> _Work order_
Once you reach the line holding "dark blue sleeve", write out that line and every later one exactly, ending with the last line of the data; write nothing else.

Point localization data
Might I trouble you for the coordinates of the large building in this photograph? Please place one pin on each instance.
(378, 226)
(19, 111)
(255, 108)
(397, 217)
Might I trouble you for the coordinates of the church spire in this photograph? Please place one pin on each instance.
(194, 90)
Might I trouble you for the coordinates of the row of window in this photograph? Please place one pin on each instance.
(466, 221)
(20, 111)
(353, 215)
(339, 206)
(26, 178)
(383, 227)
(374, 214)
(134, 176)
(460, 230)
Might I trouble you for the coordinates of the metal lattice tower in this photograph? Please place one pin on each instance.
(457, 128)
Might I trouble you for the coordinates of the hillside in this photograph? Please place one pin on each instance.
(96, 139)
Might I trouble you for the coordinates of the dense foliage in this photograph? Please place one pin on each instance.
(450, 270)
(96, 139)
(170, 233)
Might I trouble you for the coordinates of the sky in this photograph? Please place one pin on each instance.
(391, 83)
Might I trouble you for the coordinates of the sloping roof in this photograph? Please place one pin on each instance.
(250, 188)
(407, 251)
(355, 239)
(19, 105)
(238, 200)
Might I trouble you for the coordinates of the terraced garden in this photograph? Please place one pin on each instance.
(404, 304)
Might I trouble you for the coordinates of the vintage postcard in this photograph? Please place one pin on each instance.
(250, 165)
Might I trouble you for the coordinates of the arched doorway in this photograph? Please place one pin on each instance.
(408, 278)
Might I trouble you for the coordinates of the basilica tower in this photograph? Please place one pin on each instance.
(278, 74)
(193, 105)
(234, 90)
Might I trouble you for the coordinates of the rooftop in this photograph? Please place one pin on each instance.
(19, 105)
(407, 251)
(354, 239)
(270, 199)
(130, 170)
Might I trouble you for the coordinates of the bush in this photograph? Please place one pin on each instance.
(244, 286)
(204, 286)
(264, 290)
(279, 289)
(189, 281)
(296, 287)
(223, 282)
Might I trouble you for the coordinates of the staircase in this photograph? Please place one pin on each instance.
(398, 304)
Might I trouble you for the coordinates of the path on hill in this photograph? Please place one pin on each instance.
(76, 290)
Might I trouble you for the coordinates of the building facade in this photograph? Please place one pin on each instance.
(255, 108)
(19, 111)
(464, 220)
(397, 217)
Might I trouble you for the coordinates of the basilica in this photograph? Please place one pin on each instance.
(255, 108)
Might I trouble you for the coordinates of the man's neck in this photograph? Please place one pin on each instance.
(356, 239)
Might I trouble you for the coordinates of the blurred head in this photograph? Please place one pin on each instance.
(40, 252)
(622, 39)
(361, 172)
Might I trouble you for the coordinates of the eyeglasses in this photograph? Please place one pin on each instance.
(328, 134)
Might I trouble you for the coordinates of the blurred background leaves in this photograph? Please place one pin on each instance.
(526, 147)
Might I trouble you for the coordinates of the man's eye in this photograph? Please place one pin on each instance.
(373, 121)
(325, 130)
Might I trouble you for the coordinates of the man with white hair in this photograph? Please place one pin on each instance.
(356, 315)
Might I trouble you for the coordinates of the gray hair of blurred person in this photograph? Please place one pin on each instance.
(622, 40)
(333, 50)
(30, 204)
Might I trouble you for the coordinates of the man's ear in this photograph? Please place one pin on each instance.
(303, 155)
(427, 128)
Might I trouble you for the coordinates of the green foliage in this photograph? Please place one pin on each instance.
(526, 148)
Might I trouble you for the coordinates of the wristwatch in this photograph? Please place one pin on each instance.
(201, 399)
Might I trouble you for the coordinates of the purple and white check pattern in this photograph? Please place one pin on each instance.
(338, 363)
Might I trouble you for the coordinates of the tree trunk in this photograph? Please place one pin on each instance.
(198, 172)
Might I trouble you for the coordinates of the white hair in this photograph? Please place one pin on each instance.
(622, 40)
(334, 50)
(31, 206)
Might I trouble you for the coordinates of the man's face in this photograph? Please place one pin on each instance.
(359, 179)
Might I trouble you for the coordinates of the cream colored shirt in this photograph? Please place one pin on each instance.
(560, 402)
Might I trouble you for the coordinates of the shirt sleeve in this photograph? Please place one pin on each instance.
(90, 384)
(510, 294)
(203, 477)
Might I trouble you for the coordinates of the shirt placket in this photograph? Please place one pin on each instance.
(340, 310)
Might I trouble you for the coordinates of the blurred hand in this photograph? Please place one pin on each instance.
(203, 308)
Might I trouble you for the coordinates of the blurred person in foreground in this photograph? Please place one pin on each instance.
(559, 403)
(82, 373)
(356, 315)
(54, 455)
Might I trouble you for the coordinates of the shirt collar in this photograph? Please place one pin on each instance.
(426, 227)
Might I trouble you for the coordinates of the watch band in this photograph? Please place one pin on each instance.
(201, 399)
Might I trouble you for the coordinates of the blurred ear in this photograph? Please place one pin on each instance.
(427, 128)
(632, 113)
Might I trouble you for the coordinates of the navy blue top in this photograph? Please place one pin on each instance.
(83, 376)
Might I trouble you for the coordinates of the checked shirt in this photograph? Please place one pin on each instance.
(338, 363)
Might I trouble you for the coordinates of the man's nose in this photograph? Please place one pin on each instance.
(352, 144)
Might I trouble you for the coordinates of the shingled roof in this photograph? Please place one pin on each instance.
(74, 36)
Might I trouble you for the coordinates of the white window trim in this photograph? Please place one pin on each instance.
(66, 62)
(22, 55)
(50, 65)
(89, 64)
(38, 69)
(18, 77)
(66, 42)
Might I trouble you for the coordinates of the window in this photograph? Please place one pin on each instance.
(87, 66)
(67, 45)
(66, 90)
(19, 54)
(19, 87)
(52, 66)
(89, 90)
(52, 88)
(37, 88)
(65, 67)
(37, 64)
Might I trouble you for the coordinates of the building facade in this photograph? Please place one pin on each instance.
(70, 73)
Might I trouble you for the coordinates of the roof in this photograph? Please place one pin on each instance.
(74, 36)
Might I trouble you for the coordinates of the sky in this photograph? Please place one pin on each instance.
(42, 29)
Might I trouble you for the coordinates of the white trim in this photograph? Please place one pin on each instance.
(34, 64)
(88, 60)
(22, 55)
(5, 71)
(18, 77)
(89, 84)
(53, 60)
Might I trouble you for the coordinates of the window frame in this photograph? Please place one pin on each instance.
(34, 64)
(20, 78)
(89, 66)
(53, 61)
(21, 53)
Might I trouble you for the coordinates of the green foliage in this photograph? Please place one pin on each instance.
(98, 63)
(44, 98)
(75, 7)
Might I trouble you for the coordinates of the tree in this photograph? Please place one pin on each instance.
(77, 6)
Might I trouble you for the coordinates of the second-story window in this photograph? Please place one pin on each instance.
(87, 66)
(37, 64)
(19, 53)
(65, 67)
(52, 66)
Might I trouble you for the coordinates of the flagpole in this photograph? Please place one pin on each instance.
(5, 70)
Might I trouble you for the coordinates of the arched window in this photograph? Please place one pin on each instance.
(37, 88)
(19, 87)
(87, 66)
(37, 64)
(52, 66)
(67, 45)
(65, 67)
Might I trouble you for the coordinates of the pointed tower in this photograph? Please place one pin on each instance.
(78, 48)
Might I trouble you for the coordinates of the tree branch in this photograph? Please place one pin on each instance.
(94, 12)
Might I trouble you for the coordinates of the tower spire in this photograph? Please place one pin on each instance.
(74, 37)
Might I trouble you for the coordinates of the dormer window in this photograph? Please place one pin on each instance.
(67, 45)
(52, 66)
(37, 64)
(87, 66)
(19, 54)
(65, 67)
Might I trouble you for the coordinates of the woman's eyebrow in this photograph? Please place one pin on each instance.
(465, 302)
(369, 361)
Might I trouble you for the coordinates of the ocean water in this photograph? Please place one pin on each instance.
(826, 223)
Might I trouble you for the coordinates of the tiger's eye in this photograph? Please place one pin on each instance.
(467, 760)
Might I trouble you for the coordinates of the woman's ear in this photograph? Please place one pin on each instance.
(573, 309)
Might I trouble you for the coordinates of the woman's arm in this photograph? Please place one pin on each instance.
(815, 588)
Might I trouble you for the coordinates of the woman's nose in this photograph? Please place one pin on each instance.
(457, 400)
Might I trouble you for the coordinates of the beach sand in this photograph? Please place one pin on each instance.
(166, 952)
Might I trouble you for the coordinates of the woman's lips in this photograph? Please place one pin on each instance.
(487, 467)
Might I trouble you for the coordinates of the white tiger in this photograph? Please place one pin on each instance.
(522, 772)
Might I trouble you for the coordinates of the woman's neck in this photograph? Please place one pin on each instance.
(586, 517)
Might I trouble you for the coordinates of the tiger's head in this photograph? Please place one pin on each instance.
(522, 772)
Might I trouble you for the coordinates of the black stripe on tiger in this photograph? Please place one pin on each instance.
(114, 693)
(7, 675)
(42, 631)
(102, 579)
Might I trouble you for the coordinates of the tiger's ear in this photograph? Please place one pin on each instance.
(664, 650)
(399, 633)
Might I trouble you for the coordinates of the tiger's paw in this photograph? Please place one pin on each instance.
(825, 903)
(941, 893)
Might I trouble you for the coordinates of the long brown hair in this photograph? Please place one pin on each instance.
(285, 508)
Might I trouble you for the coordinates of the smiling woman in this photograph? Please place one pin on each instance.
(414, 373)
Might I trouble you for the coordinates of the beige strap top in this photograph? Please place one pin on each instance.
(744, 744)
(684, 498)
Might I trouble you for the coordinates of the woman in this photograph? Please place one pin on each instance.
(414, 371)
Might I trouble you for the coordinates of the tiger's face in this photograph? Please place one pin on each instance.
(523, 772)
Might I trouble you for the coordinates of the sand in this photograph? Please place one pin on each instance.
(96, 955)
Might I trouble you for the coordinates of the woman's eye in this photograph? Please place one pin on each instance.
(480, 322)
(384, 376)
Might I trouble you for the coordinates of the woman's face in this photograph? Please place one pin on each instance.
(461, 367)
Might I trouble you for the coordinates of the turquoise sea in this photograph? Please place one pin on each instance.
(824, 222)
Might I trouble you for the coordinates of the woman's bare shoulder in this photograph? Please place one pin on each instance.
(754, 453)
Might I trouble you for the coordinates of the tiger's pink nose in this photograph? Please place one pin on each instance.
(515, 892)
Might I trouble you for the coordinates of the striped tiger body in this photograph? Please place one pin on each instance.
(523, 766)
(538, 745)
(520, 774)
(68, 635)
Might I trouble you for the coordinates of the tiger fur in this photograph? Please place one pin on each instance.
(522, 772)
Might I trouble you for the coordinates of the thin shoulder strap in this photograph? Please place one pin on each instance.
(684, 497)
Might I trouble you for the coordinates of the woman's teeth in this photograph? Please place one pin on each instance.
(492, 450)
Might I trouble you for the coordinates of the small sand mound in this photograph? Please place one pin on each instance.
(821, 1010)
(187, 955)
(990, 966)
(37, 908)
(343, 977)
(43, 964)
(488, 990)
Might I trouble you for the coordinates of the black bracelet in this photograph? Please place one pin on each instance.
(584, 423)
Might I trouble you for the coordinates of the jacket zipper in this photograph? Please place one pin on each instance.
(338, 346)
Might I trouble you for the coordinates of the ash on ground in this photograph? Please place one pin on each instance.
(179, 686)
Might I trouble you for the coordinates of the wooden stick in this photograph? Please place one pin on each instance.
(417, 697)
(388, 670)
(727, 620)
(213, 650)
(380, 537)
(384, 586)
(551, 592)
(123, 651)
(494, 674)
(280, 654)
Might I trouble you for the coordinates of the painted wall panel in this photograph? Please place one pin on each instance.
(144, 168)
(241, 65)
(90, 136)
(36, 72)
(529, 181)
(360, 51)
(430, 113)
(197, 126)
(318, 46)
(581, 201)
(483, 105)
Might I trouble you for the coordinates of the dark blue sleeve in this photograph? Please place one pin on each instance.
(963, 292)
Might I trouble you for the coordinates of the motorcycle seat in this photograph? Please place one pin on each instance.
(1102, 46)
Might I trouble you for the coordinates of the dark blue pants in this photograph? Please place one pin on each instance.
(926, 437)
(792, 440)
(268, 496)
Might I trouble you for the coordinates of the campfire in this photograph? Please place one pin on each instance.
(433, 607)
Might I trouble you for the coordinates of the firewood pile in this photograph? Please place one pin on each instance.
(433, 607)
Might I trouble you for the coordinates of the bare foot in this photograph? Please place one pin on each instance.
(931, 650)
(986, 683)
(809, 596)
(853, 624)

> _Result for this exercise_
Might I trouble you for the coordinates of the dark blue sleeve in this photograph? Please place one pin on each instance.
(963, 292)
Might I trouble you for the coordinates of the motorcycle seat in this photograph? Please place one pin on each instance.
(1102, 46)
Might I trouble you for the coordinates of the dark blue pants in this photograph? Please place one pin on each instance.
(926, 437)
(792, 440)
(268, 496)
Might I trouble you for the coordinates of the campfire in this photograph? Please place one pin on each instance.
(433, 607)
Might I trouble you for the coordinates of the firewood pile in this photograph? Please place one pin on each instance.
(433, 607)
Might I trouble you for the coordinates of the bare foot in this photograph? Please place one pin on each instance.
(931, 650)
(986, 683)
(809, 596)
(853, 624)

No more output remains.